Text to read

· · · ·

After all, a criminal trial is not a game or a sport. “[T]he very nature of a trial [i]s a search for truth.” Nix v. Whiteside, supra, at 166. This observation is particularly applicable to criminal trials, which are the means by which we affix our most serious judgments of individual guilt or innocence. It is fundamentally inconsistent with this understanding of criminal justice to permit a defendant to win acquittal on a rationale which he states, under oath, to be false. “Permitting a defendant to argue two defenses that cannot both be true is equivalent to sanctioning perjury by the defendant.” See Note, Entrapment and Denial of the Crime: A Defense of the Inconsistency Rule, 1986 Duke L. J. 866, 883-884.
Finally, even if the Court’s decision does not result in increased perjury at criminal trials, it will — at the very least— result in increased confusion among criminal juries.3 The lower courts have rightly warned that jury confusion is likely to result from allowing a defendant to say “I did not do it” *73while his lawyer argues “he did it, but the government tricked him into it.” See, e. g., United States v. Dorta, 783 F. 2d 1179, 1182 (CA4 1986). Creating such confusion may enable some defendants to win acquittal on the entrapment defense, but only under the peculiar circumstances where a jury rejects the defendant’s own stated view of the facts. We have not previously endorsed defense efforts to prevail at trial by playing such “shell games” with the jury; rather, we have written that “[a] defendant has no entitlement to the luck of a lawless decisionmaker.” Strickland v. Washington, 466 U. S. 668, 695 (1984). Nor, it should be added, is there any entitlement to a baffled decisionmaker.
Ill
Ultimately, only petitioner knows whether he accepted a loan in exchange for an official act, or whether he obtained it as a personal favor. Today, the Court holds that petitioner has a right to take the stand and claim the latter, while having his attorney argue that he was entrapped into doing the former. Nothing counsels such a result — let alone compels it. Hence this dissent.

 While some cases have explicitly permitted inconsistent criminal defenses outside of the entrapment area, e. g., Whittaker v. United States, 108 U. S. App. D. C. 268, 269, 281 F. 2d 631, 632 (1960), others have been less receptive to this defense strategy, see, e. g., United States v. Ervin, 436 F. 2d 1331, 1334 (CA5 1971); Blunt v. United States, 131 U. S. App. D. C. 306, 312, n. 12, 404 F. 2d 1283, 1289, n. 12 (1968). Given the rarity of reported federal cases on this question, drawing any conclusion about the prevailing practice in the federal courts is difficult. See Note, Entrap*70ment and Denial of the Crime: A Defense of the Inconsistency Rule, 1986 Duke L. J. 866, 878-879, and n. 127.

 See, e. g., United States v. Dorta, 783 F. 2d 1179, 1181-1182 (CA4 1986); United States v. Smith, 757 F. 2d 1161, 1167-1168 (CA11 1985); United States v. Henry, 749 F. 2d 203, 214-216 (CA5 1984) (en banc) (Gee, J., dissenting).

 Again, the fact that the system endures the jury confusion caused by inconsistent civil defenses is no support for the Court’s conclusion here. For one thing, reliability is obviously a more important concern in criminal cases than in civil.
Moreover, in civil cases, the trial court has the option of ordering the jury to complete a special verdict form, thus minimizing any errors in judgment which may result from inconsistent defenses. See Fed. Rule Civ. Proc. 49(a). The Criminal Rules contain no similar provision, cf. Fed. Rule Crim. Proc. 31, and “as a general rule special verdicts are disfavored in criminal cases,” see United States v. Buishas, 791 F. 2d 1310, 1317 (CA7 1986).

· · · ·

Extracted material

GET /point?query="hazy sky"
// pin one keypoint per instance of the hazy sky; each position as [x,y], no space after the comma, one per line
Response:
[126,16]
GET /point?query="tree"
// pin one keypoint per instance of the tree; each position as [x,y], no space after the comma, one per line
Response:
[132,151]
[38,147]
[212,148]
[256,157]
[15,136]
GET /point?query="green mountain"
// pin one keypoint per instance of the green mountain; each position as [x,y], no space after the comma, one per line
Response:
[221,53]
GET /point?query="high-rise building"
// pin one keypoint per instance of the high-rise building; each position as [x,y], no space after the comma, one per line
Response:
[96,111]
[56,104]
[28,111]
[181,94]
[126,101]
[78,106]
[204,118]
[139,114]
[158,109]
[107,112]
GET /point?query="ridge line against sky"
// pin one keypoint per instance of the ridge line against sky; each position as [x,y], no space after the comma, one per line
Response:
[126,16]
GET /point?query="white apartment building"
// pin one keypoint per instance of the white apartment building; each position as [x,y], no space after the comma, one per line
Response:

· · · ·

Stated goal A
In the dissent, which Federal Rule of Civil Procedure is cited as letting a trial court order the jury to complete a special verdict form?
Stated goal B
Say whether each statement agrees with the dissent, giving yes or no and quoting the deciding words: (i) Only the petitioner knows whether he accepted a loan in exchange for an official act. (ii) The Criminal Rules contain a provision similar to the civil special verdict form. (iii) Reliability is a less important concern in criminal cases than in civil cases.

Output A
Fed. Rule Civ. Proc. 49(a).

Output B
(i) Yes: "only petitioner knows whether he accepted a loan in exchange for an official act"
(ii) No: "The Criminal Rules contain no similar provision"
(iii) No: "reliability is obviously a more important concern in criminal cases than in civil"